*Work required*.
Exactly reproduce the lines from the line containing "windshield, one point per instance." to the end of the data below, inclusive, and nothing else.

(Dataset entries)
——————————

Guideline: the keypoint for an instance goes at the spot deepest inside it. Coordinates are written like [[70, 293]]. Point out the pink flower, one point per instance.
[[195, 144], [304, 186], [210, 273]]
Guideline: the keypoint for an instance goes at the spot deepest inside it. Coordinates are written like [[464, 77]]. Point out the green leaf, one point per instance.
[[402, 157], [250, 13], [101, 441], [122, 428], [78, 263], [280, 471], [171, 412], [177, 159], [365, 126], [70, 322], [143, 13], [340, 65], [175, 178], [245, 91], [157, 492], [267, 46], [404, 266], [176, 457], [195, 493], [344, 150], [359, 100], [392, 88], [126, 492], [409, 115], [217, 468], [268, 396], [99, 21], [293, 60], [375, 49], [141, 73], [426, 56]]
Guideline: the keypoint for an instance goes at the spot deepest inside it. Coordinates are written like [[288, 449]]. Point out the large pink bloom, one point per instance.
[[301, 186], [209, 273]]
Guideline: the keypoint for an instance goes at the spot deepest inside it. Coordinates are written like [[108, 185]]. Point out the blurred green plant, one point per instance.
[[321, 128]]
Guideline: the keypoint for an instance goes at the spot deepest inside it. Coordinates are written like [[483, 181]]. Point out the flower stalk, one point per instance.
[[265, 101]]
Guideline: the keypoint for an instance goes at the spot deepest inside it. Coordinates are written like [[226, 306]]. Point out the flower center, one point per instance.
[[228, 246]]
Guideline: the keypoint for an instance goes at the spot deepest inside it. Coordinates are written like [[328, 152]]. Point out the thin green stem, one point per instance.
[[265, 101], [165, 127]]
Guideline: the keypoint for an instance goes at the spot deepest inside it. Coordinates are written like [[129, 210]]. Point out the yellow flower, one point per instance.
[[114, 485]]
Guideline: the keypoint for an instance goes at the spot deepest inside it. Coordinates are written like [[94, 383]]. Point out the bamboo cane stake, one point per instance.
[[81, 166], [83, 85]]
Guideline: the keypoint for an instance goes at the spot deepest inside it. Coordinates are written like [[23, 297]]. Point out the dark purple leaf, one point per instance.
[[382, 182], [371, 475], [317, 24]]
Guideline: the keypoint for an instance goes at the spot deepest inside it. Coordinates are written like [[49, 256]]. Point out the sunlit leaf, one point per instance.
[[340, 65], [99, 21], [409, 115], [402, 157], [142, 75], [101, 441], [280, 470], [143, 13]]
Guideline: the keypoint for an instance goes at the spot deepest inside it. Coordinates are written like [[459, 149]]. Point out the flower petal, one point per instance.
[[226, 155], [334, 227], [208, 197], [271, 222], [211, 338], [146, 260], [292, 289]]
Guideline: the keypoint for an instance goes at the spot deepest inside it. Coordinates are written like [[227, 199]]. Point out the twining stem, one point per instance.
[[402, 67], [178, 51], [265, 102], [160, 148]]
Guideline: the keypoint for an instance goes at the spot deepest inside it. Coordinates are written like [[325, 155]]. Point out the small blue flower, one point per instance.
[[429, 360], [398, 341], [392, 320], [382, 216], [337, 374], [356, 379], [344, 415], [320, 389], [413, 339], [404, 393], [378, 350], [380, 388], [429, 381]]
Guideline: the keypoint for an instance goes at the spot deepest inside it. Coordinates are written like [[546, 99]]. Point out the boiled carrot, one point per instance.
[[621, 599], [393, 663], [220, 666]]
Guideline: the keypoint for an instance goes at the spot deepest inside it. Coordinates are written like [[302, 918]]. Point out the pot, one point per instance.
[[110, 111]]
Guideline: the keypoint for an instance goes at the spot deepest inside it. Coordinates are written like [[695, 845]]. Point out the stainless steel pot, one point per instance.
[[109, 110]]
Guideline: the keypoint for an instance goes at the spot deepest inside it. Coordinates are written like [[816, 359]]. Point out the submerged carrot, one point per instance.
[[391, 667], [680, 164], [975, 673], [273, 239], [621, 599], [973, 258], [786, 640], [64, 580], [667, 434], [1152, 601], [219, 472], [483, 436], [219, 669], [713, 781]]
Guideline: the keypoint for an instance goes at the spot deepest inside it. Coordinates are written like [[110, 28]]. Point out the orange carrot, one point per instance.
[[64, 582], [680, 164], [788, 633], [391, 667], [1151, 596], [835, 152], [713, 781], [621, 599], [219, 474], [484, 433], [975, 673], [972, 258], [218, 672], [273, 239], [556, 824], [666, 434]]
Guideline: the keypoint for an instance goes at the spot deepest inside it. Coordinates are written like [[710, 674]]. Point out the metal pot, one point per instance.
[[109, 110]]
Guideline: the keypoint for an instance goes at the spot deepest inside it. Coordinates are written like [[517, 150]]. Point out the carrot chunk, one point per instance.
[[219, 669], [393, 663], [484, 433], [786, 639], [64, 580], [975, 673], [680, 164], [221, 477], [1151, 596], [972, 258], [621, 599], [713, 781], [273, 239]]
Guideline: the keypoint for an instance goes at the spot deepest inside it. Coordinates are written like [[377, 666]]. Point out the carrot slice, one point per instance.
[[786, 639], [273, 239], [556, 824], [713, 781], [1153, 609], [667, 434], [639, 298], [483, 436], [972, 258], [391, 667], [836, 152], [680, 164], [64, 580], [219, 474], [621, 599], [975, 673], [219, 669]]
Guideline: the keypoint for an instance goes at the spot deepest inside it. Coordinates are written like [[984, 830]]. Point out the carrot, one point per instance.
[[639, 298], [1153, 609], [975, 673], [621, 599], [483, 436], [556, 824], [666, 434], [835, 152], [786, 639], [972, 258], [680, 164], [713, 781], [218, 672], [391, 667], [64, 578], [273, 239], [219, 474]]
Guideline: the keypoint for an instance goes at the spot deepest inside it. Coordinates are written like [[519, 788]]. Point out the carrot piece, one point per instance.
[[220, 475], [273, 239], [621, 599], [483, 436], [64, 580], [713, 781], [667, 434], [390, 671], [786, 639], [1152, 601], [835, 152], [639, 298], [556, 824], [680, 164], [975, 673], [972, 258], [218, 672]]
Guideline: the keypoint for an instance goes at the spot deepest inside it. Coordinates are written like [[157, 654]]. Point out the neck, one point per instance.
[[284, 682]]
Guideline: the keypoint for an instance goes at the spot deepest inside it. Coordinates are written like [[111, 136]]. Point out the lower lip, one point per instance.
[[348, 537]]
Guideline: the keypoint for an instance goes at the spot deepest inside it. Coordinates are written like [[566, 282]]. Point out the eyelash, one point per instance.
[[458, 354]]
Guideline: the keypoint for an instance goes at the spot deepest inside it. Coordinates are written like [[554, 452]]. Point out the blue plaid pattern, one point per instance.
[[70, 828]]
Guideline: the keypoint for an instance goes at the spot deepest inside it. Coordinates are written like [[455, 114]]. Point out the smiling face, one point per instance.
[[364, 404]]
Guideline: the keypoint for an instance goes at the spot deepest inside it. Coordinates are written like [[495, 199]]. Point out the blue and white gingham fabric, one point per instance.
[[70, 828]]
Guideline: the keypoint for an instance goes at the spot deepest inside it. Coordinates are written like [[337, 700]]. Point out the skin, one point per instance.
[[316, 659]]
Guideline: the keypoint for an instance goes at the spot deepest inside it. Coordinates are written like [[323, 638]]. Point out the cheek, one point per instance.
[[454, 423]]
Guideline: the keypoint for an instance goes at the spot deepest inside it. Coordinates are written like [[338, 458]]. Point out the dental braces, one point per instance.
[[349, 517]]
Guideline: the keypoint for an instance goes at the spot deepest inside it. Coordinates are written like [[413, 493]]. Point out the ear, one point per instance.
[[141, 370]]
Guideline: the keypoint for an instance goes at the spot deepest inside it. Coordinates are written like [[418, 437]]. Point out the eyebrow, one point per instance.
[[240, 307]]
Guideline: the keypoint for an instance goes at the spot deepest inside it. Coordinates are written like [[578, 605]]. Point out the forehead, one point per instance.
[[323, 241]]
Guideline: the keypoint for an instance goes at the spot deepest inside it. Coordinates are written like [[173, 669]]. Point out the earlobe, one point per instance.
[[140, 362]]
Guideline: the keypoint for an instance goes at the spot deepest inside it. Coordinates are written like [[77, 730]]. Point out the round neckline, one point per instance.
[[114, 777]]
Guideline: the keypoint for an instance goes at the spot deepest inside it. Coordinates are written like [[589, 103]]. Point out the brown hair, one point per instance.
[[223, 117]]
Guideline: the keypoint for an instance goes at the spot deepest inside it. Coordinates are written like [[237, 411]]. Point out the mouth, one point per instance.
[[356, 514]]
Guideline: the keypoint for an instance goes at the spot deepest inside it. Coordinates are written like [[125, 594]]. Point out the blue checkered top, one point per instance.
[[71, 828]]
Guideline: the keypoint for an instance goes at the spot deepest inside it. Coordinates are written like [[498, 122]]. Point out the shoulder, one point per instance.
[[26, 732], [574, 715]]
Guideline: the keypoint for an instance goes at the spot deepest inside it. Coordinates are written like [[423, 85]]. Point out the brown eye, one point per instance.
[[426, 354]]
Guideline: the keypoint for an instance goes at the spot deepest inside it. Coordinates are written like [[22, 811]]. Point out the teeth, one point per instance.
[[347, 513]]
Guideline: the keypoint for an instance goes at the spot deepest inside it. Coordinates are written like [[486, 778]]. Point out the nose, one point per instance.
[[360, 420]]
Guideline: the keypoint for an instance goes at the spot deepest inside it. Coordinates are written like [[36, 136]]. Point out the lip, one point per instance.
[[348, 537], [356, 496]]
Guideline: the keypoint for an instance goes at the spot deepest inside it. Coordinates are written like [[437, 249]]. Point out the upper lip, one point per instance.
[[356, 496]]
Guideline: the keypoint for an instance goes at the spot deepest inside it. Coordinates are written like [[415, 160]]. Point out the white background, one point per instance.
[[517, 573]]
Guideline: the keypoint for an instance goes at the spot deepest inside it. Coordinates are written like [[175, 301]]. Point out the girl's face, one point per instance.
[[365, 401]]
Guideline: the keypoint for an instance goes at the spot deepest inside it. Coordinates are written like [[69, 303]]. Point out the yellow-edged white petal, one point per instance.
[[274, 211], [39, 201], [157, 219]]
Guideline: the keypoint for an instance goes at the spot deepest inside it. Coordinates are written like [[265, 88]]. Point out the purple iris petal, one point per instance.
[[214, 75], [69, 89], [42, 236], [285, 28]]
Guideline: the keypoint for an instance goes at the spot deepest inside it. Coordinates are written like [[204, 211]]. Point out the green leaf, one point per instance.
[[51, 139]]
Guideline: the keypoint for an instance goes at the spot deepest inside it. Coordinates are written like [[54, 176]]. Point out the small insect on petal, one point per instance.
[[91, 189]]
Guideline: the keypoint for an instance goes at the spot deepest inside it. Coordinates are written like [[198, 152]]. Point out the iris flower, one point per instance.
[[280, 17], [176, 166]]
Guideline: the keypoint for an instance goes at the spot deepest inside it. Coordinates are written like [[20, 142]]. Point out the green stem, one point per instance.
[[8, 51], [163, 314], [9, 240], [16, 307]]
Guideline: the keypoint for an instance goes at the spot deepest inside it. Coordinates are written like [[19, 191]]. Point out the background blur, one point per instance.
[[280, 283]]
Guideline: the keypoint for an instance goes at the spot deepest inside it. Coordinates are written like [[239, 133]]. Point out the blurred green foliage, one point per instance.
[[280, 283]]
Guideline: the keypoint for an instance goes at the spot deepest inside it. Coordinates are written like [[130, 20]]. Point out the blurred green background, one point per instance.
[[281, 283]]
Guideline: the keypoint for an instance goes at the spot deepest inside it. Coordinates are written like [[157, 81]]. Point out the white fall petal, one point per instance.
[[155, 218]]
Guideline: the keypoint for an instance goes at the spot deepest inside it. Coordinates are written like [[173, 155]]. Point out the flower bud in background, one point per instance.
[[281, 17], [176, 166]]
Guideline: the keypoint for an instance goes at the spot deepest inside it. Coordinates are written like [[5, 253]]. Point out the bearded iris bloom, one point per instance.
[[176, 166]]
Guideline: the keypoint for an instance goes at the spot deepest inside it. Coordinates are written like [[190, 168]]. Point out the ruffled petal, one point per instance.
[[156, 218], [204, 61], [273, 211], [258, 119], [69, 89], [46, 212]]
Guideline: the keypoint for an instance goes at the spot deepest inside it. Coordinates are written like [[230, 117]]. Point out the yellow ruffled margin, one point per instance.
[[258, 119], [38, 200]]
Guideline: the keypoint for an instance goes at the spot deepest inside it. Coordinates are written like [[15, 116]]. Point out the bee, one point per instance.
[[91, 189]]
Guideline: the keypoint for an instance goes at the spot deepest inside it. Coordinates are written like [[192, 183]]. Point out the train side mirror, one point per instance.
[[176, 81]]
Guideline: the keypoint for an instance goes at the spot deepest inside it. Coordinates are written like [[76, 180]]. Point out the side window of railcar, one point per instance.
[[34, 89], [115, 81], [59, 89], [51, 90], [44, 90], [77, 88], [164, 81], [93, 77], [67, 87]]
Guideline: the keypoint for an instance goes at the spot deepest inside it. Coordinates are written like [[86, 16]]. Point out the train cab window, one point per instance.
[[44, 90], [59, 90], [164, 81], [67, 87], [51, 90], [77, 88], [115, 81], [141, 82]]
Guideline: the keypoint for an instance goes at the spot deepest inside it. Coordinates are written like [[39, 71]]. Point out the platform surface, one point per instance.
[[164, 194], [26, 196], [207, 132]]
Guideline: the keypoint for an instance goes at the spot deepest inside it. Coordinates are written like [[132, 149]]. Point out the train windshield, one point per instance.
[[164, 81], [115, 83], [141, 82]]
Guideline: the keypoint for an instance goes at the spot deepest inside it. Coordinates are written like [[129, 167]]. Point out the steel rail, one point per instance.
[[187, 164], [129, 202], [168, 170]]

——————————

*Answer to the exercise*.
Guideline: the keypoint for an instance goes at the spot deepest inside it. Coordinates are written like [[132, 149]]. Point out the train windshield, one point per instance.
[[164, 81], [115, 83], [141, 82]]
Guideline: the keypoint for an instance goes at the spot deepest inside it. Coordinates are written like [[129, 167]]. Point out the steel rail, one point per instance.
[[187, 164], [129, 202], [168, 170]]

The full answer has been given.